Requirements
Restate the stretch of the Jakarta walk passage that opens with the words containing "And yet. The" and closes with "into a kampung.", changing "chess board" to "backgammon board".

Provided text
***
Evan has a good sense of direction & he’s been in Jakarta before. He didn’t know the exact route home, but he aims us well: follow the raised train tracks south. “You sure this is a good idea?” I ask, because the path is unevenly lit & between the basket makers & closed Kia repair shops, people are living under the tracks. Where I come from, this is unwise. “It’s a good idea,” he says easily, just as it becomes clear to me that we’re entering a slum.
And yet. The first parked motorcycle has a pink teddy bear on it. Two men centered on the dim path ahead are holding…babies, talking animatedly about fatherhood. Hunched figures off to the side, tucked under the concrete train lines…resolve into young couples staring at a chess board, sipping bottled tea. A little kid on a bicycle toodles by. A warung (food stall) seats a family, the 2 little daughters giggling over their straws. Far from scary or awkward, it felt...good to be there. Then our train-tracks path—none of this shows up on the map—funnels us directly into a kampung.
***
Data listing
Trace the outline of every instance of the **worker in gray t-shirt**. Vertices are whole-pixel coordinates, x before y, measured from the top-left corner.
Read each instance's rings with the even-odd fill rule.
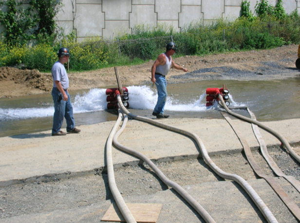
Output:
[[[68,89],[69,78],[64,64],[69,61],[70,51],[66,48],[59,49],[57,53],[58,60],[55,62],[51,73],[53,78],[53,88],[51,94],[54,102],[54,115],[53,115],[53,127],[52,135],[66,135],[60,128],[62,125],[64,117],[67,122],[67,132],[78,133],[80,130],[75,128],[75,121],[73,116],[73,107]]]

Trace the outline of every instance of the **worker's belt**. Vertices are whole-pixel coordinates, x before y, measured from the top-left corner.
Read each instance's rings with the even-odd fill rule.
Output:
[[[166,75],[163,75],[161,74],[159,74],[159,73],[156,73],[155,74],[157,75],[160,75],[161,76],[166,76]]]
[[[57,90],[57,91],[59,91],[59,90],[58,90],[58,89],[57,88],[56,88],[56,87],[53,87],[53,88],[55,88],[55,89],[56,89],[56,90]],[[68,90],[68,89],[64,89],[63,88],[63,90],[65,92],[66,92],[66,91],[67,91],[67,90]]]

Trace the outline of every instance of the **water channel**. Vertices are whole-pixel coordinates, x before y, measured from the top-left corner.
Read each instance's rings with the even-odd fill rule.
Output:
[[[209,80],[168,85],[165,113],[171,118],[222,118],[214,107],[206,106],[207,88],[229,91],[230,107],[249,108],[258,120],[268,121],[300,118],[300,78],[271,81]],[[156,88],[151,86],[128,87],[130,108],[133,114],[152,118]],[[76,126],[117,118],[106,109],[105,89],[70,92]],[[49,130],[54,112],[51,93],[0,99],[0,137]],[[245,112],[235,111],[247,115]],[[63,125],[65,128],[65,122]]]

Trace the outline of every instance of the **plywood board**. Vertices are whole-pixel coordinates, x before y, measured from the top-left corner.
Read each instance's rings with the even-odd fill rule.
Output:
[[[126,203],[136,222],[156,223],[162,204]],[[113,203],[101,220],[102,222],[125,222],[116,203]]]

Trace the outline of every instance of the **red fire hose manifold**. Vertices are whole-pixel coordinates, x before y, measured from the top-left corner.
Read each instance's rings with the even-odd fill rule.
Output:
[[[206,93],[207,94],[206,97],[206,106],[211,106],[213,105],[215,101],[218,101],[220,99],[219,99],[218,95],[221,94],[224,99],[224,101],[227,106],[229,106],[230,104],[230,102],[228,101],[229,98],[229,96],[228,95],[229,92],[227,89],[224,89],[222,88],[207,88],[206,90]]]
[[[127,88],[123,87],[122,88],[123,90],[123,94],[120,93],[120,91],[118,88],[109,88],[106,89],[106,95],[108,95],[106,98],[106,101],[108,102],[107,104],[107,109],[117,109],[118,102],[117,100],[117,95],[121,95],[121,98],[123,102],[123,104],[126,108],[129,107],[128,103],[128,89]]]

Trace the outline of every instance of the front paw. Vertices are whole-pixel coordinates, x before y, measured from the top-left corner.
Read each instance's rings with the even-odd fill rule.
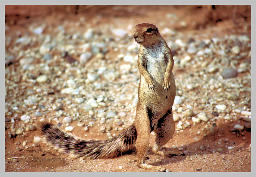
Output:
[[[168,81],[165,79],[164,79],[164,83],[163,84],[162,86],[163,89],[165,91],[167,91],[168,90],[168,89],[170,87],[170,84],[171,83],[170,80]]]
[[[155,86],[152,79],[148,77],[145,77],[145,79],[146,80],[146,82],[148,84],[148,88],[152,90],[154,90]]]

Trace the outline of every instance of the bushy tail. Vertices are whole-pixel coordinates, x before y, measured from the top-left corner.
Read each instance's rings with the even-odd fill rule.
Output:
[[[40,123],[39,129],[48,144],[75,159],[113,158],[136,149],[137,132],[134,124],[120,134],[102,141],[78,138],[46,122]]]

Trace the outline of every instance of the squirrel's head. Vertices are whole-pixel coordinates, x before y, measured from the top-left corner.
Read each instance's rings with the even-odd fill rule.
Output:
[[[155,26],[144,23],[136,26],[133,36],[139,44],[151,45],[159,40],[161,35]]]

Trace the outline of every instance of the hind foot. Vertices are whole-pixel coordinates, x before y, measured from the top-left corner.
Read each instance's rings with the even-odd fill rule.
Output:
[[[143,169],[152,169],[156,171],[160,172],[165,172],[166,170],[165,168],[161,166],[150,165],[145,163],[140,163],[138,164],[138,166],[139,167]]]

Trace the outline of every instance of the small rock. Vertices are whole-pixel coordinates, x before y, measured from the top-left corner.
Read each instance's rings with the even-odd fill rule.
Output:
[[[103,124],[105,123],[106,121],[106,118],[105,117],[102,117],[100,121],[100,123],[101,124]]]
[[[251,115],[251,111],[241,111],[241,114],[246,116],[249,116]]]
[[[34,136],[33,142],[35,143],[38,143],[41,141],[41,140],[42,138],[41,137],[38,136]]]
[[[201,120],[199,118],[196,118],[195,119],[192,120],[192,122],[195,122],[195,123],[200,123],[201,121]]]
[[[96,81],[99,78],[100,76],[98,74],[95,74],[91,73],[88,73],[87,74],[87,79],[91,82]]]
[[[174,99],[174,104],[180,104],[182,103],[182,100],[180,96],[176,96]]]
[[[30,125],[29,126],[29,130],[30,131],[34,131],[36,130],[36,126],[33,125]]]
[[[207,122],[209,120],[209,118],[206,116],[206,114],[204,113],[200,113],[198,114],[197,118],[205,122]]]
[[[74,88],[70,87],[62,89],[61,91],[61,93],[63,94],[70,94],[73,93],[73,92],[74,92]]]
[[[119,120],[117,122],[116,124],[119,126],[121,126],[123,125],[123,122],[121,120]]]
[[[124,117],[126,116],[126,113],[124,112],[119,113],[118,115],[121,117]]]
[[[245,124],[245,127],[247,129],[251,129],[251,122],[247,122]]]
[[[24,130],[23,130],[23,129],[21,128],[19,128],[15,132],[15,134],[16,135],[21,135],[22,133],[23,133],[23,132],[24,131]]]
[[[36,113],[35,113],[35,115],[36,115],[36,116],[37,117],[39,117],[40,116],[42,116],[42,113],[38,112],[36,112]]]
[[[223,151],[223,150],[222,148],[218,148],[217,149],[217,151],[220,152]]]
[[[231,51],[235,54],[238,54],[240,53],[240,48],[238,45],[234,46],[231,49]]]
[[[215,127],[212,126],[210,127],[209,132],[211,135],[214,135],[215,134]]]
[[[226,110],[226,107],[224,104],[217,104],[215,106],[217,109],[220,110],[224,111]]]
[[[92,55],[91,52],[88,52],[80,55],[80,62],[82,64],[85,64],[92,57]]]
[[[52,58],[52,55],[50,54],[46,54],[43,57],[43,60],[45,61],[49,60]]]
[[[221,75],[224,79],[236,77],[238,74],[237,71],[232,68],[228,68],[223,70]]]
[[[23,115],[20,117],[20,120],[23,121],[25,121],[27,119],[30,119],[31,117],[26,114]]]
[[[234,128],[240,131],[243,130],[244,128],[244,126],[240,125],[239,124],[237,124],[234,126]]]
[[[71,126],[68,126],[66,127],[65,128],[65,130],[67,132],[71,132],[74,129],[74,128]]]
[[[230,100],[236,100],[239,99],[239,97],[234,94],[228,92],[225,92],[225,94],[226,95],[226,98]]]
[[[191,117],[194,115],[194,113],[193,111],[190,109],[187,109],[183,112],[183,113],[184,116],[184,117]]]
[[[30,64],[34,61],[34,59],[33,58],[22,58],[20,60],[20,65],[23,66],[28,64]]]
[[[234,148],[233,146],[229,146],[228,147],[228,149],[229,150],[232,150],[234,149]]]
[[[65,123],[69,123],[72,121],[72,118],[68,117],[65,117],[63,119],[63,122]]]
[[[109,118],[112,118],[117,115],[117,114],[112,111],[109,111],[107,113],[107,117]]]
[[[178,114],[173,114],[173,120],[174,120],[174,122],[176,122],[179,120],[180,120],[180,116],[178,115]]]
[[[83,103],[84,102],[84,100],[82,98],[76,98],[75,100],[78,104]]]
[[[213,111],[211,113],[212,115],[215,116],[219,116],[219,113],[215,111]]]
[[[26,141],[23,141],[22,143],[22,146],[25,146],[27,145],[27,142]]]

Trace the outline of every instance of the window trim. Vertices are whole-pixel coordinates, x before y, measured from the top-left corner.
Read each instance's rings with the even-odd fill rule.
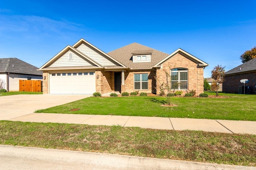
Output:
[[[139,74],[140,75],[140,81],[135,81],[135,75],[138,75],[138,74]],[[146,81],[142,81],[142,74],[146,74],[147,75],[147,80]],[[133,74],[133,89],[134,90],[148,90],[148,73],[134,73]],[[140,89],[135,89],[135,83],[140,83]],[[142,83],[145,83],[145,82],[147,82],[147,88],[146,89],[142,89]]]
[[[182,70],[178,70],[178,69],[183,69]],[[178,70],[173,70],[172,71],[172,70],[174,70],[174,69],[177,69]],[[185,70],[186,69],[186,70]],[[187,73],[187,80],[180,80],[180,73],[182,72],[182,73],[184,73],[184,72],[186,72]],[[172,73],[178,73],[178,79],[177,80],[172,80]],[[176,82],[176,81],[178,81],[178,83],[181,83],[181,82],[187,82],[187,89],[180,89],[180,85],[179,85],[179,87],[178,87],[178,90],[187,90],[188,89],[188,69],[186,68],[183,68],[183,67],[179,67],[179,68],[175,68],[174,69],[171,69],[171,70],[170,70],[170,75],[171,76],[170,77],[170,83],[171,83],[171,86],[172,85],[172,82]]]

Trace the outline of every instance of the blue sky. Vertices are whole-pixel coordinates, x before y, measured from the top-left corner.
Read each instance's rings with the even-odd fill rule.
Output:
[[[83,38],[107,53],[133,42],[180,48],[226,71],[256,45],[256,1],[0,1],[0,58],[40,67]]]

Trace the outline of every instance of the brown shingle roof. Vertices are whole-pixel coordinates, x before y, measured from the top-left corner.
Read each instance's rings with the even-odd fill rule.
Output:
[[[140,54],[144,53],[151,53],[151,62],[133,63],[132,54],[134,54],[134,52]],[[137,43],[133,43],[112,51],[108,53],[108,54],[126,66],[132,69],[150,68],[168,55]]]

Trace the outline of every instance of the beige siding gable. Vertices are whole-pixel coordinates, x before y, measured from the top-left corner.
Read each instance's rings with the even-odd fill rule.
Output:
[[[133,63],[148,63],[151,61],[151,54],[134,55],[132,56],[132,62]]]
[[[72,55],[70,54],[72,53]],[[71,57],[73,56],[73,59]],[[54,67],[87,66],[92,65],[75,53],[69,50],[56,60],[49,67]]]
[[[106,57],[98,53],[96,50],[94,51],[90,48],[84,43],[81,44],[76,48],[76,49],[102,65],[118,65],[107,59]]]

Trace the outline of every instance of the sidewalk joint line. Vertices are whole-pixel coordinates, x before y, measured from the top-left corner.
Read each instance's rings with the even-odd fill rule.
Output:
[[[91,115],[92,116],[90,117],[89,117],[87,119],[86,119],[82,121],[82,122],[80,122],[80,123],[78,123],[78,124],[81,124],[82,123],[84,122],[85,122],[87,120],[88,120],[88,119],[91,119],[91,118],[92,118],[92,117],[93,117],[94,116],[95,116],[96,115]]]
[[[228,130],[230,131],[230,132],[231,132],[232,133],[233,133],[234,134],[235,134],[235,133],[234,133],[234,132],[232,132],[227,127],[225,127],[225,126],[224,126],[224,125],[223,125],[221,123],[219,123],[219,122],[218,122],[217,120],[215,120],[215,121],[216,121],[217,122],[218,122],[218,123],[219,123],[220,124],[220,125],[221,125],[222,126],[223,126],[223,127],[224,127],[225,128],[226,128],[227,129],[228,129]]]
[[[42,113],[42,114],[45,114],[46,113]],[[53,118],[54,117],[57,117],[57,116],[60,116],[62,114],[63,114],[63,113],[50,113],[50,114],[60,114],[60,115],[56,115],[55,116],[54,116],[53,117],[52,117],[50,118],[48,118],[48,119],[44,119],[40,122],[38,122],[39,123],[41,123],[41,122],[42,122],[44,121],[47,121],[47,120],[49,120],[49,119],[51,119]]]
[[[129,118],[128,118],[128,119],[127,119],[127,120],[126,121],[126,122],[125,122],[125,123],[124,123],[124,126],[123,126],[123,127],[124,127],[124,126],[125,126],[125,125],[126,124],[126,123],[127,123],[127,122],[129,120],[129,119],[130,119],[130,118],[131,117],[131,116],[129,117]]]
[[[172,125],[172,121],[171,121],[171,119],[170,119],[170,117],[169,117],[168,118],[169,118],[169,120],[170,120],[170,122],[171,123],[171,125],[172,125],[172,128],[174,130],[175,130],[175,129],[174,129],[174,128],[173,127],[173,125]]]

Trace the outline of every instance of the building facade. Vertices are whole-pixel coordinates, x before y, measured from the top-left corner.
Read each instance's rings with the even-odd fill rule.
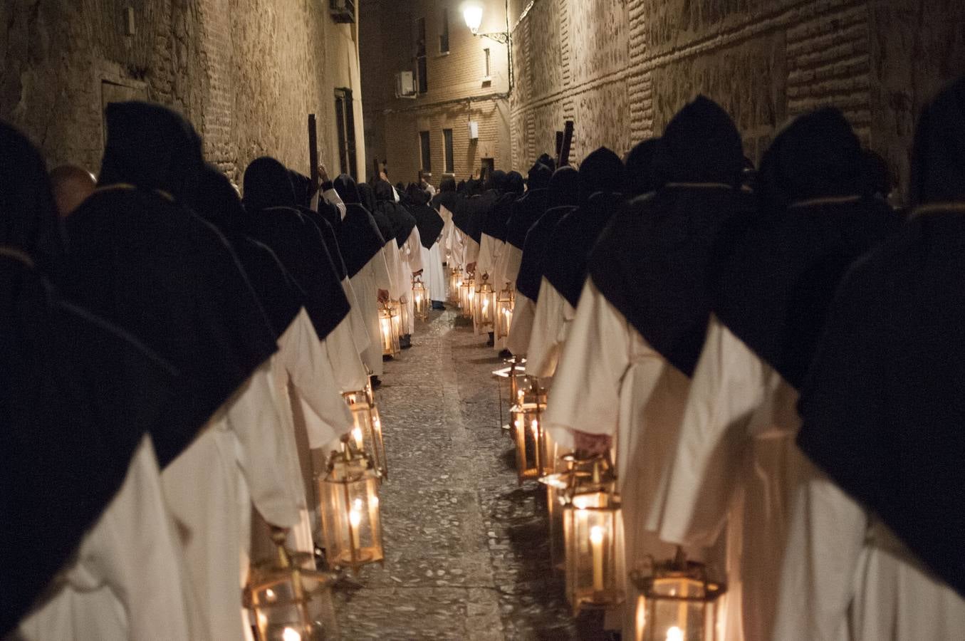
***
Answer to the exercise
And yet. The first parked motorcycle has a pink teddy bear on it. Two men centered on the dim path ahead are holding…babies, talking animatedly about fatherhood. Hunched figures off to the side, tucked under the concrete train lines…resolve into young couples staring at a backgammon board, sipping bottled tea. A little kid on a bicycle toodles by. A warung (food stall) seats a family, the 2 little daughters giggling over their straws. Far from scary or awkward, it felt...good to be there. Then our train-tracks path—none of this shows up on the map—funnels us directly into a kampung.